● **Okuma metni**
Fizyoterapist Mehmet Şerif Bilben, Ramazan ayında fizik tedavi süreci hakkında  önemli açıklamalarda bulunarak, tedavinin orucu etkilemediğinden tamamen durdurulması yerine, kişiye uygun tempoda ve hareket düzeninde devam ettirilmesinin daha sağlıklı olacağını kaydetti.

Bilben, Ramazan ayında fizik tedavi sürecinin, oruç nedeniyle bazı zorluklarla karşılaşılsa da tamamen bırakılmaması gereken bir süreç olduğunu belirtti. Ayrıca hastaların iftar ve sahurda dengeli beslenmesi, aşırı yemek yemekten kaçınması ve düzenli egzersiz yapması, fizik tedavinin verimli bir şekilde devam etmesi için önem arz ettiğini aktardı.

Ramazandan önce tedaviyi erteleyenlerin olduğunu ifade eden Bilben, “Ramazanda fizik tedavi süreci tabii ki diğer zamanlara nazaran daha az yoğun şekilde geçiyor. Bunun nedeni de enerji. Biz, fizik tedaviyi hem gelen hasta üzerinden hem de fizyoterapist üzerinden değerlendirdiğimizde kişi enerji olarak yoruluyor. Çok keyif veren bir tedavi şekli yok. Bazen acılı geçiyor, bazen yorucu geçiyor. Bundan dolayı Ramazanda verim düşüyor. Çoğu hasta tedaviyi Ramazandan önce bitirmeye çalışıyor veya ertelemeyi tercih ediyor. Ancak fizik tedavi süreci Ramazan’da da devam ediyor. Oruçlu gelen hastalarda alınan verim bazen diğer aylara nazaran düşse bile, devam etmek zorunda olduğumuz hastalarda süreci sürdürüyoruz.” dedi.

● **Verilen satırlar**
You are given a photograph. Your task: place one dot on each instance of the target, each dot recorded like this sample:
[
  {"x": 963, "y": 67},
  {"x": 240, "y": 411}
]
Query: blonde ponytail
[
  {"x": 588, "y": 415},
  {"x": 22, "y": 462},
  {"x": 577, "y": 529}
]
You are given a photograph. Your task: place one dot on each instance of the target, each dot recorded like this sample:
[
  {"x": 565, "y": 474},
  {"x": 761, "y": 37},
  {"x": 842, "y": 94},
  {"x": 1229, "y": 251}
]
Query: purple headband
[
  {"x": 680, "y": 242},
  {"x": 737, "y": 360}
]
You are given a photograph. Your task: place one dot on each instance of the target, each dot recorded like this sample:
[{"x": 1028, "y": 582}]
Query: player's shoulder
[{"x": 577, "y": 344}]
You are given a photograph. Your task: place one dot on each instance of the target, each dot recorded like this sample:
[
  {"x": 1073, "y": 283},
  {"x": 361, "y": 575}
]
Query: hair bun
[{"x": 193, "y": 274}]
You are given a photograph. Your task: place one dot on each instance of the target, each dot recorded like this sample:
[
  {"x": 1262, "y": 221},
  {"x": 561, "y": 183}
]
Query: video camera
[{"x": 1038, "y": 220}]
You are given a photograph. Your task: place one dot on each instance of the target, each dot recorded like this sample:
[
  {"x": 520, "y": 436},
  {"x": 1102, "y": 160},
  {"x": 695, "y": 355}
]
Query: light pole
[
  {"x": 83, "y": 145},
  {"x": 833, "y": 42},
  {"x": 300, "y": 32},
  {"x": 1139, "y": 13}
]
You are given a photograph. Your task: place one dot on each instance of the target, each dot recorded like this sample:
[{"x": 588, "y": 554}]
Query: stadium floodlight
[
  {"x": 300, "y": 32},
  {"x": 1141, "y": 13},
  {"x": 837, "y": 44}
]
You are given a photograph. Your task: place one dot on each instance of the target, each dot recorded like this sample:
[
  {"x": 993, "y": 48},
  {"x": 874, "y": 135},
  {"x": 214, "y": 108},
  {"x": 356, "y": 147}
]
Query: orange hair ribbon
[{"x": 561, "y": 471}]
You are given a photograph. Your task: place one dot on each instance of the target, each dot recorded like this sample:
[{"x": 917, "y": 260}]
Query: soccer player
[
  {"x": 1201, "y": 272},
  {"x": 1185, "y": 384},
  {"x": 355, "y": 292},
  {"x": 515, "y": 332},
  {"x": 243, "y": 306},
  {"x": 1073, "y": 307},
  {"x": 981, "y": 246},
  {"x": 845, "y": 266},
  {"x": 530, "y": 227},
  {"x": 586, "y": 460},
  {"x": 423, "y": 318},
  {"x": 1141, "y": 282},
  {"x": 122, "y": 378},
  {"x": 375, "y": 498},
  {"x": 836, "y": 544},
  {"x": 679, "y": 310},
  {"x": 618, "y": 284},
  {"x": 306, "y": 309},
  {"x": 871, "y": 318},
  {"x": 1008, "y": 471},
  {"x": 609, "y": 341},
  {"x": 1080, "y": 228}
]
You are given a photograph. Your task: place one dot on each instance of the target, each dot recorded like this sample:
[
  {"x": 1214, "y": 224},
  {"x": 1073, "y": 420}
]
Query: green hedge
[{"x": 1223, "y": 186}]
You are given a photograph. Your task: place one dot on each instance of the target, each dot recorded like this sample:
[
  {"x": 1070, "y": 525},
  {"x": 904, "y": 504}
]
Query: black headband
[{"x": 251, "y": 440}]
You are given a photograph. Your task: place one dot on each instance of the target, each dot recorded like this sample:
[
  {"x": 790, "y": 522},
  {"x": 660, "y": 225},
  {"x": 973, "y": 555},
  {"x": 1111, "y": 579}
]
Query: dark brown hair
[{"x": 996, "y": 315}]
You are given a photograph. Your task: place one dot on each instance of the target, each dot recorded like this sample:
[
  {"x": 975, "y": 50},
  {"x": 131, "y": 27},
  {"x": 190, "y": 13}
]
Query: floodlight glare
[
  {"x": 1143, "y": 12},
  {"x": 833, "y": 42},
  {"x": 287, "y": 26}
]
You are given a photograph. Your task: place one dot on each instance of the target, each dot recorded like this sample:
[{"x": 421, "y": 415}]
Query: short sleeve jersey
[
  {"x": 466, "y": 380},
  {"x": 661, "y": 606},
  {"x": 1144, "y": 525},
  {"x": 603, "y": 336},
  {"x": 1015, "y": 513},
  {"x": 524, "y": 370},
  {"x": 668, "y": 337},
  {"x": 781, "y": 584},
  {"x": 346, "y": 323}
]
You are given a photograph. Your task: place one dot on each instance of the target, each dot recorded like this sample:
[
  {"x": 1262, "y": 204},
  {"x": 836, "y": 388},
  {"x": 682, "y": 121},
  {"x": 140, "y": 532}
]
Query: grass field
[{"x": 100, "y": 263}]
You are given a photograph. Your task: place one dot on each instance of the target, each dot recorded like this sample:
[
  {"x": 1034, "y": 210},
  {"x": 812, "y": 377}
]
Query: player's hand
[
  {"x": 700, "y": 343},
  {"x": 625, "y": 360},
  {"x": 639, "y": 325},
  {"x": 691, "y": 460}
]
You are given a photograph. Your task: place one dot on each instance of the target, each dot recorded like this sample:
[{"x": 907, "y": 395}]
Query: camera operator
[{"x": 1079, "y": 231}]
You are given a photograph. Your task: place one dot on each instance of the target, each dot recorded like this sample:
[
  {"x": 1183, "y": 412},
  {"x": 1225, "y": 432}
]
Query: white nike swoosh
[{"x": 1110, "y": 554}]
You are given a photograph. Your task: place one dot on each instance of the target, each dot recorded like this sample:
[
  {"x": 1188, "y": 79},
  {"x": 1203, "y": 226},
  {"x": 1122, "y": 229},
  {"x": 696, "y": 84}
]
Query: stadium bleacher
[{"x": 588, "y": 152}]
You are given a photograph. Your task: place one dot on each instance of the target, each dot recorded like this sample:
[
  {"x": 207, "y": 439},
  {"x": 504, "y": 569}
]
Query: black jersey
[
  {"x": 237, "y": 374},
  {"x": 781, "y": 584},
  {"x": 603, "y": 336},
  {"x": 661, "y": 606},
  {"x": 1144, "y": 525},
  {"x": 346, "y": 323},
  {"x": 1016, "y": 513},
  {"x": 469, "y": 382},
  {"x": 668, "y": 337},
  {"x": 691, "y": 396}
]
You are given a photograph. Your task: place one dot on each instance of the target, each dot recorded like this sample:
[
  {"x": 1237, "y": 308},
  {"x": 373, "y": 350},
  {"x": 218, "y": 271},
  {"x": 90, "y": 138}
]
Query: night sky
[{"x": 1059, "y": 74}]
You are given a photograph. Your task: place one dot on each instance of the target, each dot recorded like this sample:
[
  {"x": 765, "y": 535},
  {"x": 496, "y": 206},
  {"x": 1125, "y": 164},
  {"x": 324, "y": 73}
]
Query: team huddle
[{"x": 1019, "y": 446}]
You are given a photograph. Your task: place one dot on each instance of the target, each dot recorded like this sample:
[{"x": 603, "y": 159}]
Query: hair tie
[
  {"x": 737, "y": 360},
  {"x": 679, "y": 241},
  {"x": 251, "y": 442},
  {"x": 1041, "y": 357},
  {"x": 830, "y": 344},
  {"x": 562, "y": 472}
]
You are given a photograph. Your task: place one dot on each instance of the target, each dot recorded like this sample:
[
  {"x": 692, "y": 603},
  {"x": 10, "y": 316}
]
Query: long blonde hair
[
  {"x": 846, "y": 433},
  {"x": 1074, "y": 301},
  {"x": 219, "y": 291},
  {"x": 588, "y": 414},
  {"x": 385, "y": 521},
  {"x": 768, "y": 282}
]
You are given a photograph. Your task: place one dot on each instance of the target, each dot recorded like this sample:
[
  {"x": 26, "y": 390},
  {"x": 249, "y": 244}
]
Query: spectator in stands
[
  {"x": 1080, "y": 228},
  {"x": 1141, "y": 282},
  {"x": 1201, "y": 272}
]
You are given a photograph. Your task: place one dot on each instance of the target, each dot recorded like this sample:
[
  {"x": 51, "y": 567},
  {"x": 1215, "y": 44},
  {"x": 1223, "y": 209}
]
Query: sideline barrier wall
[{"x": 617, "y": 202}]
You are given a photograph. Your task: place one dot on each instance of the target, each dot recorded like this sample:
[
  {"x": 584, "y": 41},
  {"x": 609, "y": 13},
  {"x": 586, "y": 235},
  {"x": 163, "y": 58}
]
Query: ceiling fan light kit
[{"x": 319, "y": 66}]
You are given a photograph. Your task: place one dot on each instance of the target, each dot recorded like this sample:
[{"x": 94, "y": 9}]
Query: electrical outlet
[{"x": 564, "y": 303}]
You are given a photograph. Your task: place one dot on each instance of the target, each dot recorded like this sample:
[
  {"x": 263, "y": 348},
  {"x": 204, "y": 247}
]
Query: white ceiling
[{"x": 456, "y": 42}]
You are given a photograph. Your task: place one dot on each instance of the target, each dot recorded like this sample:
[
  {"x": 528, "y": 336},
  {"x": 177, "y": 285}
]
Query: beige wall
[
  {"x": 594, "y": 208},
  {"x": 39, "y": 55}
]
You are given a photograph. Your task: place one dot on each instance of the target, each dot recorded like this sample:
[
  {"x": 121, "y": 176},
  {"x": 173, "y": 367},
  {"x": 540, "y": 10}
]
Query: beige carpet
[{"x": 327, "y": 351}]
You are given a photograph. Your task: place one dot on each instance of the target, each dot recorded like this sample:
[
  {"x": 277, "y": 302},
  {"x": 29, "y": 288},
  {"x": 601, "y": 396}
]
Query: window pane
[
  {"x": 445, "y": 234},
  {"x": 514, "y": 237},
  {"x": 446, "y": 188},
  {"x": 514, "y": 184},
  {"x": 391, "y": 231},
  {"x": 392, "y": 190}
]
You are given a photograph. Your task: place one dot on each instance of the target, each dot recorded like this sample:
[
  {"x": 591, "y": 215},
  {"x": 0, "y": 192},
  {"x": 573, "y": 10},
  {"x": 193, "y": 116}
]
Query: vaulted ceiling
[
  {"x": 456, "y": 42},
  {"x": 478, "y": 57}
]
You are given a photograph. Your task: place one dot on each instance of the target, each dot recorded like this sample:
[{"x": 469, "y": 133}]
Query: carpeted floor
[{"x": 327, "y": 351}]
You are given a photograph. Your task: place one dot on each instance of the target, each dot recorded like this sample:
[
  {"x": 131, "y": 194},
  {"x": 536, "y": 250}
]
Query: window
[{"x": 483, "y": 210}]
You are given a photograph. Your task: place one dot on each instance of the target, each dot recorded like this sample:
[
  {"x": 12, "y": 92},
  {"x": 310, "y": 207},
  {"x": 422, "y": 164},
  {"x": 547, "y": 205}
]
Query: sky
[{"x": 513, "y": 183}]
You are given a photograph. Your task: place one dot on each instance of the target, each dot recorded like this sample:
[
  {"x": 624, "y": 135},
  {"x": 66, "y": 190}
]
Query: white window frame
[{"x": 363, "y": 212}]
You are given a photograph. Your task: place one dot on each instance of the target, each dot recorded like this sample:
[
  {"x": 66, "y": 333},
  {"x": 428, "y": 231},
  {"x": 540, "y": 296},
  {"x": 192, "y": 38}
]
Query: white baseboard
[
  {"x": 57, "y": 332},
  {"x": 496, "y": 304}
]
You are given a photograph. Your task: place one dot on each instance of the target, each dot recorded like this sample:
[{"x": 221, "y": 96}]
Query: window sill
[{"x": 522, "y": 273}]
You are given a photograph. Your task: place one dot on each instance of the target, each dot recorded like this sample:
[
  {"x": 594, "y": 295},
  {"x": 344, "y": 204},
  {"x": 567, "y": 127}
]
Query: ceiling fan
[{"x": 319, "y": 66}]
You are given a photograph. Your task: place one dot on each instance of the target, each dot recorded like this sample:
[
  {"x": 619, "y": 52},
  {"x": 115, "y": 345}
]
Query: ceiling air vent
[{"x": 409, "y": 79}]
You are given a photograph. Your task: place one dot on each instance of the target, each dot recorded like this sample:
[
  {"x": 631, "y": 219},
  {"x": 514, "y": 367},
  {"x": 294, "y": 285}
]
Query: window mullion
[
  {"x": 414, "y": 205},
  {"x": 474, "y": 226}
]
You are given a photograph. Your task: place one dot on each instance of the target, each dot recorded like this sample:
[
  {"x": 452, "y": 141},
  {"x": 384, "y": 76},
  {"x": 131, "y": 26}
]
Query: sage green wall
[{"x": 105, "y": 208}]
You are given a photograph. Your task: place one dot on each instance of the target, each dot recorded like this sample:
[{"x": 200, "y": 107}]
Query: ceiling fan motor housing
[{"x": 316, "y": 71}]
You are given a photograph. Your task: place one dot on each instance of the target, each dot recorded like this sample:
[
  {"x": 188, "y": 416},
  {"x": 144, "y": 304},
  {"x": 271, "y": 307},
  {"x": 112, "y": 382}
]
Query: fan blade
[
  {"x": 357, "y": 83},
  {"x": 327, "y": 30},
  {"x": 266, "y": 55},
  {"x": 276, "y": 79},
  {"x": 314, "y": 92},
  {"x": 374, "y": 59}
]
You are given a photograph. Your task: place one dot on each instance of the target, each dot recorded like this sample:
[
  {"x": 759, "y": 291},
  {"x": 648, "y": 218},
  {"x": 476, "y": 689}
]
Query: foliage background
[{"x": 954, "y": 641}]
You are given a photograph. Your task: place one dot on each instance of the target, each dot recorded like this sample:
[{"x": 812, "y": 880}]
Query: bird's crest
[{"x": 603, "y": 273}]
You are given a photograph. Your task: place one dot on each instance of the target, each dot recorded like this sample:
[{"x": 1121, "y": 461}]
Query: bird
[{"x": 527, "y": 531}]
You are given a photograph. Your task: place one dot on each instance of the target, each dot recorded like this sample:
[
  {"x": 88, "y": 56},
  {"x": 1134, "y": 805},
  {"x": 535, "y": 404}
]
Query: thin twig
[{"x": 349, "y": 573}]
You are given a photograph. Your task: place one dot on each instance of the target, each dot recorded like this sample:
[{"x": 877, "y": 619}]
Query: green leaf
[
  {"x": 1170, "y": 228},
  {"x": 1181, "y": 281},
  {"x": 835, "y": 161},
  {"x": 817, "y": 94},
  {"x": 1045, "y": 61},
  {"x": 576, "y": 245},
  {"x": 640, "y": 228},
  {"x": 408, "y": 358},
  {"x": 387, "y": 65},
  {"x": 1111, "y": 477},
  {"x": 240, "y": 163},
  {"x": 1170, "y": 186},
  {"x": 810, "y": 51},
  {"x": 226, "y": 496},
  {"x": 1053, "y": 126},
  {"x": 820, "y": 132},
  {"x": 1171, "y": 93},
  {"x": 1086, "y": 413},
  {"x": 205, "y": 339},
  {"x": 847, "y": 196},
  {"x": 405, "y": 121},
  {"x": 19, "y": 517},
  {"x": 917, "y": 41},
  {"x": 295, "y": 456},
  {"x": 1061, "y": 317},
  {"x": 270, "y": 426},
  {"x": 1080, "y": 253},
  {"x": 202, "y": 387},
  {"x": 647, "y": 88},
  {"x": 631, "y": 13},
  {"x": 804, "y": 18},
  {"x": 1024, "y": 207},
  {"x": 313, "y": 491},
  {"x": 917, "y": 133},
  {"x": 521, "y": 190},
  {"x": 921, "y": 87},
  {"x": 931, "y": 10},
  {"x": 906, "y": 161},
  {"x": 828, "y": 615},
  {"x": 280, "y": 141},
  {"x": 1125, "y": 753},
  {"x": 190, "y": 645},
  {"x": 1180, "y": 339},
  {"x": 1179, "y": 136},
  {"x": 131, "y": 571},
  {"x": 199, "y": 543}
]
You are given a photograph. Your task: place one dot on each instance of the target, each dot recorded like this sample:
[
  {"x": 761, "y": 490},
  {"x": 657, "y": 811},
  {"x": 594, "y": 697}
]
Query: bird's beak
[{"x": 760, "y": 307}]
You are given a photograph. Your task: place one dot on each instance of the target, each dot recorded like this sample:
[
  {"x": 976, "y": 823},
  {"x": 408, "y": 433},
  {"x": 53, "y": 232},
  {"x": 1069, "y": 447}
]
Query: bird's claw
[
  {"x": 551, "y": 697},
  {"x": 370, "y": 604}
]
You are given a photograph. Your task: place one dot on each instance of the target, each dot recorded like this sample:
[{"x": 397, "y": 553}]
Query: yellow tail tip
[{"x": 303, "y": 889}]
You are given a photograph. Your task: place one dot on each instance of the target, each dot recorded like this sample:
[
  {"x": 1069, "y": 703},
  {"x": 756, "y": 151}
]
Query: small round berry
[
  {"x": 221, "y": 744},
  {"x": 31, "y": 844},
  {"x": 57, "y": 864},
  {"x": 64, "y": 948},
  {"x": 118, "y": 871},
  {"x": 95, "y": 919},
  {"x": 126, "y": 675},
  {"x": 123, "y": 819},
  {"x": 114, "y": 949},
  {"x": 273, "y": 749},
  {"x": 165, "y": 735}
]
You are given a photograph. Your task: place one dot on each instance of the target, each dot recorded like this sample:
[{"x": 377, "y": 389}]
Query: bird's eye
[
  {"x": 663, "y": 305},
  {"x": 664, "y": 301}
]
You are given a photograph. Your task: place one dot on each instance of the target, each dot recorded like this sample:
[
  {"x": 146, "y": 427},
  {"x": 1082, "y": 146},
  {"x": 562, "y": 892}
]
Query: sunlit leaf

● **Nasıl yapılır**
Ramazanda fizik tedaviyle ilgili metnin tamamını hiçbir değişiklik yapmadan yeniden yazın.

● **Cevap alanı**
Fizyoterapist Mehmet Şerif Bilben, Ramazan ayında fizik tedavi süreci hakkında  önemli açıklamalarda bulunarak, tedavinin orucu etkilemediğinden tamamen durdurulması yerine, kişiye uygun tempoda ve hareket düzeninde devam ettirilmesinin daha sağlıklı olacağını kaydetti.

Bilben, Ramazan ayında fizik tedavi sürecinin, oruç nedeniyle bazı zorluklarla karşılaşılsa da tamamen bırakılmaması gereken bir süreç olduğunu belirtti. Ayrıca hastaların iftar ve sahurda dengeli beslenmesi, aşırı yemek yemekten kaçınması ve düzenli egzersiz yapması, fizik tedavinin verimli bir şekilde devam etmesi için önem arz ettiğini aktardı.

Ramazandan önce tedaviyi erteleyenlerin olduğunu ifade eden Bilben, “Ramazanda fizik tedavi süreci tabii ki diğer zamanlara nazaran daha az yoğun şekilde geçiyor. Bunun nedeni de enerji. Biz, fizik tedaviyi hem gelen hasta üzerinden hem de fizyoterapist üzerinden değerlendirdiğimizde kişi enerji olarak yoruluyor. Çok keyif veren bir tedavi şekli yok. Bazen acılı geçiyor, bazen yorucu geçiyor. Bundan dolayı Ramazanda verim düşüyor. Çoğu hasta tedaviyi Ramazandan önce bitirmeye çalışıyor veya ertelemeyi tercih ediyor. Ancak fizik tedavi süreci Ramazan’da da devam ediyor. Oruçlu gelen hastalarda alınan verim bazen diğer aylara nazaran düşse bile, devam etmek zorunda olduğumuz hastalarda süreci sürdürüyoruz.” dedi.